- **Stated exercise**: Count the lines in the records below that contain the string "tree", treating uppercase and lowercase as different. Reply with the number alone.

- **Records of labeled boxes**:
* start *

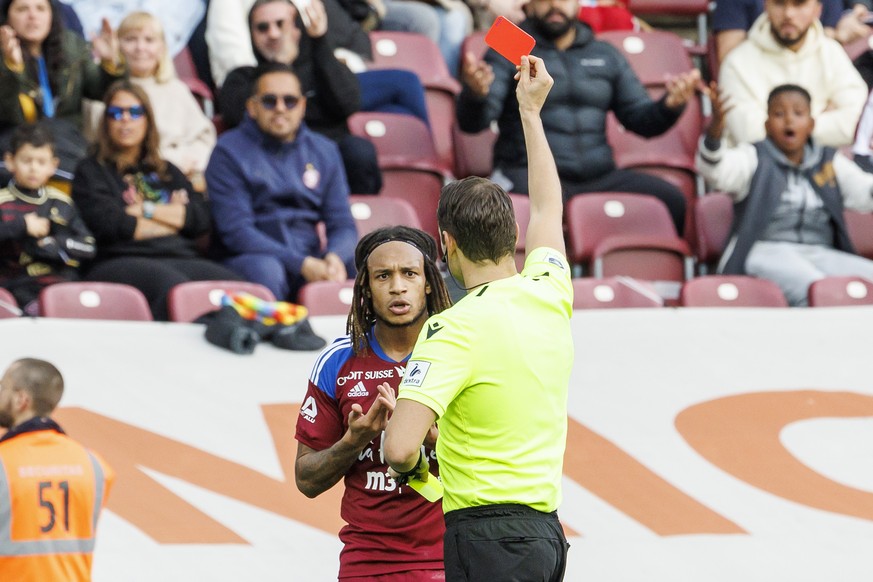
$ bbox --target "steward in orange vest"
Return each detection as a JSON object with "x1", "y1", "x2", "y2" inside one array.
[{"x1": 0, "y1": 358, "x2": 115, "y2": 582}]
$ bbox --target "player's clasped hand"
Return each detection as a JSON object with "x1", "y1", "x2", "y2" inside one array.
[{"x1": 388, "y1": 451, "x2": 430, "y2": 485}]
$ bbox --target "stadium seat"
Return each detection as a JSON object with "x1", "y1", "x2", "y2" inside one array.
[
  {"x1": 297, "y1": 279, "x2": 355, "y2": 315},
  {"x1": 369, "y1": 30, "x2": 461, "y2": 94},
  {"x1": 694, "y1": 192, "x2": 734, "y2": 275},
  {"x1": 597, "y1": 30, "x2": 694, "y2": 88},
  {"x1": 573, "y1": 277, "x2": 664, "y2": 309},
  {"x1": 0, "y1": 287, "x2": 21, "y2": 319},
  {"x1": 369, "y1": 30, "x2": 461, "y2": 167},
  {"x1": 39, "y1": 281, "x2": 152, "y2": 321},
  {"x1": 679, "y1": 275, "x2": 788, "y2": 307},
  {"x1": 843, "y1": 210, "x2": 873, "y2": 259},
  {"x1": 809, "y1": 277, "x2": 873, "y2": 307},
  {"x1": 167, "y1": 281, "x2": 276, "y2": 323},
  {"x1": 349, "y1": 194, "x2": 421, "y2": 238},
  {"x1": 564, "y1": 192, "x2": 694, "y2": 299},
  {"x1": 348, "y1": 111, "x2": 452, "y2": 178},
  {"x1": 379, "y1": 169, "x2": 443, "y2": 241},
  {"x1": 628, "y1": 0, "x2": 708, "y2": 46},
  {"x1": 452, "y1": 121, "x2": 497, "y2": 178}
]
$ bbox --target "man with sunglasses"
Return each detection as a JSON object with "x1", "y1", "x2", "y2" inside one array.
[
  {"x1": 218, "y1": 0, "x2": 382, "y2": 194},
  {"x1": 206, "y1": 63, "x2": 358, "y2": 301}
]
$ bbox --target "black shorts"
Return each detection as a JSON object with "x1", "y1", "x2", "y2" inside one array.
[{"x1": 444, "y1": 505, "x2": 570, "y2": 582}]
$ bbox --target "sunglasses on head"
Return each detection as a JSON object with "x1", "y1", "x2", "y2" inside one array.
[
  {"x1": 255, "y1": 18, "x2": 285, "y2": 33},
  {"x1": 260, "y1": 93, "x2": 301, "y2": 110},
  {"x1": 106, "y1": 105, "x2": 145, "y2": 121}
]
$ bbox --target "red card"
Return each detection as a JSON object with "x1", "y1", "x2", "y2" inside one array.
[{"x1": 485, "y1": 16, "x2": 536, "y2": 66}]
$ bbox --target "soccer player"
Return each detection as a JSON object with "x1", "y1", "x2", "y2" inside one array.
[
  {"x1": 384, "y1": 56, "x2": 573, "y2": 581},
  {"x1": 295, "y1": 226, "x2": 450, "y2": 582}
]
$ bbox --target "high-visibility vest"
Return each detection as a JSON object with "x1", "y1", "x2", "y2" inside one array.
[{"x1": 0, "y1": 430, "x2": 115, "y2": 582}]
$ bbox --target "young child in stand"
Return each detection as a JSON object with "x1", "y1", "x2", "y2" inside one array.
[
  {"x1": 697, "y1": 83, "x2": 873, "y2": 306},
  {"x1": 0, "y1": 124, "x2": 96, "y2": 315}
]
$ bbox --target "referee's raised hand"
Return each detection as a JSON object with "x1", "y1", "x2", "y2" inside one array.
[{"x1": 515, "y1": 55, "x2": 555, "y2": 114}]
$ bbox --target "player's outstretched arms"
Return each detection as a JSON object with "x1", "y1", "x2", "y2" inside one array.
[{"x1": 294, "y1": 384, "x2": 394, "y2": 499}]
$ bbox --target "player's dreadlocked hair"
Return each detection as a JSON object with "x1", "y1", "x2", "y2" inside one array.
[{"x1": 346, "y1": 226, "x2": 452, "y2": 354}]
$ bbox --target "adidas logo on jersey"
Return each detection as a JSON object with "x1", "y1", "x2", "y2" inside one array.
[{"x1": 349, "y1": 382, "x2": 370, "y2": 398}]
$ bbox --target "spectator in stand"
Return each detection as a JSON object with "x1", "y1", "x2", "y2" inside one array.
[
  {"x1": 712, "y1": 0, "x2": 871, "y2": 62},
  {"x1": 206, "y1": 63, "x2": 358, "y2": 301},
  {"x1": 0, "y1": 124, "x2": 96, "y2": 315},
  {"x1": 0, "y1": 0, "x2": 123, "y2": 185},
  {"x1": 719, "y1": 0, "x2": 867, "y2": 147},
  {"x1": 219, "y1": 0, "x2": 382, "y2": 194},
  {"x1": 84, "y1": 12, "x2": 215, "y2": 191},
  {"x1": 457, "y1": 0, "x2": 700, "y2": 233},
  {"x1": 73, "y1": 81, "x2": 239, "y2": 320},
  {"x1": 697, "y1": 84, "x2": 873, "y2": 306},
  {"x1": 65, "y1": 0, "x2": 208, "y2": 58},
  {"x1": 373, "y1": 0, "x2": 473, "y2": 77},
  {"x1": 206, "y1": 0, "x2": 432, "y2": 128}
]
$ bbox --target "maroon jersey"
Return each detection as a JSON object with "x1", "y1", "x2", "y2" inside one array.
[{"x1": 296, "y1": 332, "x2": 445, "y2": 578}]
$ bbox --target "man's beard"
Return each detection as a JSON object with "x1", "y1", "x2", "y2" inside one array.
[
  {"x1": 533, "y1": 13, "x2": 573, "y2": 40},
  {"x1": 376, "y1": 305, "x2": 427, "y2": 329},
  {"x1": 770, "y1": 26, "x2": 809, "y2": 48}
]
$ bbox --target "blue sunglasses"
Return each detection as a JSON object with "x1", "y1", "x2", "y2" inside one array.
[{"x1": 106, "y1": 105, "x2": 145, "y2": 121}]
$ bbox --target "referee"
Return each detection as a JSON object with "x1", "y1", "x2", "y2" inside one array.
[{"x1": 384, "y1": 56, "x2": 573, "y2": 582}]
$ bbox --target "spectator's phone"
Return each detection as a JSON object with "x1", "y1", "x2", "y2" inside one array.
[{"x1": 485, "y1": 16, "x2": 536, "y2": 66}]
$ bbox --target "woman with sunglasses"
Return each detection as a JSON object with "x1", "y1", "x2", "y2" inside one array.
[
  {"x1": 0, "y1": 0, "x2": 123, "y2": 185},
  {"x1": 73, "y1": 81, "x2": 239, "y2": 320},
  {"x1": 86, "y1": 12, "x2": 215, "y2": 190}
]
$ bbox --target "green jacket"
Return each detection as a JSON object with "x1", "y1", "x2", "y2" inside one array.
[{"x1": 0, "y1": 30, "x2": 123, "y2": 130}]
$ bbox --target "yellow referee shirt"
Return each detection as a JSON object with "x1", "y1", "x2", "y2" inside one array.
[{"x1": 398, "y1": 248, "x2": 573, "y2": 512}]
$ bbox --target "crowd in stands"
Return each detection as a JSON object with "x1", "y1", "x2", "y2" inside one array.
[{"x1": 0, "y1": 0, "x2": 873, "y2": 320}]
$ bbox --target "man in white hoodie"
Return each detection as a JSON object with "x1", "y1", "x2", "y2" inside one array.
[{"x1": 719, "y1": 0, "x2": 867, "y2": 147}]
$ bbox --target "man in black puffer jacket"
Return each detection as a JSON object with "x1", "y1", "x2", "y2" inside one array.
[{"x1": 457, "y1": 0, "x2": 700, "y2": 233}]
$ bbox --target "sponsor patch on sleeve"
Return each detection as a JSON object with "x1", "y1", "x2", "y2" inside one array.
[
  {"x1": 400, "y1": 360, "x2": 430, "y2": 386},
  {"x1": 546, "y1": 253, "x2": 567, "y2": 271}
]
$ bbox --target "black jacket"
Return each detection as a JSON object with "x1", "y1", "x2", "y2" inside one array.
[
  {"x1": 218, "y1": 28, "x2": 361, "y2": 139},
  {"x1": 457, "y1": 20, "x2": 682, "y2": 181}
]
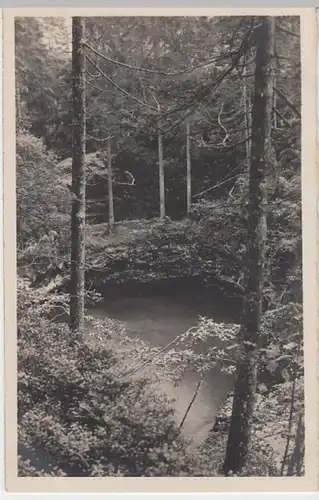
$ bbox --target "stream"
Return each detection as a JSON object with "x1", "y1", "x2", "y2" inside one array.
[{"x1": 88, "y1": 289, "x2": 240, "y2": 442}]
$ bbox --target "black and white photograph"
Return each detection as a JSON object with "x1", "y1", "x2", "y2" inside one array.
[{"x1": 3, "y1": 10, "x2": 316, "y2": 490}]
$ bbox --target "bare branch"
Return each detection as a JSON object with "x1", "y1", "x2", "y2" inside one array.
[
  {"x1": 86, "y1": 56, "x2": 157, "y2": 111},
  {"x1": 274, "y1": 87, "x2": 301, "y2": 118},
  {"x1": 217, "y1": 103, "x2": 230, "y2": 146},
  {"x1": 85, "y1": 43, "x2": 229, "y2": 76}
]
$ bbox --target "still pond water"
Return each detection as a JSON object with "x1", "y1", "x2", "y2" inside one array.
[{"x1": 89, "y1": 290, "x2": 240, "y2": 441}]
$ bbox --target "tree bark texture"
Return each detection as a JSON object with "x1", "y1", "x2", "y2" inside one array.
[
  {"x1": 224, "y1": 17, "x2": 275, "y2": 475},
  {"x1": 186, "y1": 119, "x2": 192, "y2": 213},
  {"x1": 70, "y1": 17, "x2": 85, "y2": 332},
  {"x1": 157, "y1": 120, "x2": 166, "y2": 219},
  {"x1": 107, "y1": 136, "x2": 115, "y2": 231}
]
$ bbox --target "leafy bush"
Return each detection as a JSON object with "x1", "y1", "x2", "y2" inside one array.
[
  {"x1": 16, "y1": 131, "x2": 70, "y2": 247},
  {"x1": 18, "y1": 280, "x2": 211, "y2": 476}
]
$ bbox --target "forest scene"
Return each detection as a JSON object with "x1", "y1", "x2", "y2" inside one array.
[{"x1": 15, "y1": 16, "x2": 305, "y2": 477}]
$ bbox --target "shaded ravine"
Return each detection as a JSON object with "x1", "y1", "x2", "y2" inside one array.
[{"x1": 89, "y1": 290, "x2": 238, "y2": 441}]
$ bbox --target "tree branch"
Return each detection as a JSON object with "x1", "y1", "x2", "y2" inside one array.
[
  {"x1": 85, "y1": 56, "x2": 157, "y2": 111},
  {"x1": 274, "y1": 87, "x2": 301, "y2": 118}
]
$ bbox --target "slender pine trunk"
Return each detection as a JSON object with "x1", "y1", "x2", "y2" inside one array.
[
  {"x1": 16, "y1": 83, "x2": 21, "y2": 130},
  {"x1": 70, "y1": 17, "x2": 85, "y2": 333},
  {"x1": 186, "y1": 119, "x2": 192, "y2": 213},
  {"x1": 243, "y1": 67, "x2": 251, "y2": 172},
  {"x1": 157, "y1": 119, "x2": 166, "y2": 219},
  {"x1": 107, "y1": 136, "x2": 114, "y2": 231},
  {"x1": 223, "y1": 17, "x2": 274, "y2": 475}
]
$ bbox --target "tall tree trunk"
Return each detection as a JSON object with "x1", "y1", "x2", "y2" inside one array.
[
  {"x1": 157, "y1": 119, "x2": 166, "y2": 219},
  {"x1": 186, "y1": 118, "x2": 192, "y2": 213},
  {"x1": 224, "y1": 17, "x2": 274, "y2": 475},
  {"x1": 243, "y1": 66, "x2": 251, "y2": 172},
  {"x1": 16, "y1": 83, "x2": 21, "y2": 130},
  {"x1": 70, "y1": 17, "x2": 85, "y2": 333},
  {"x1": 107, "y1": 136, "x2": 114, "y2": 231}
]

* end *

- **Task output**: 3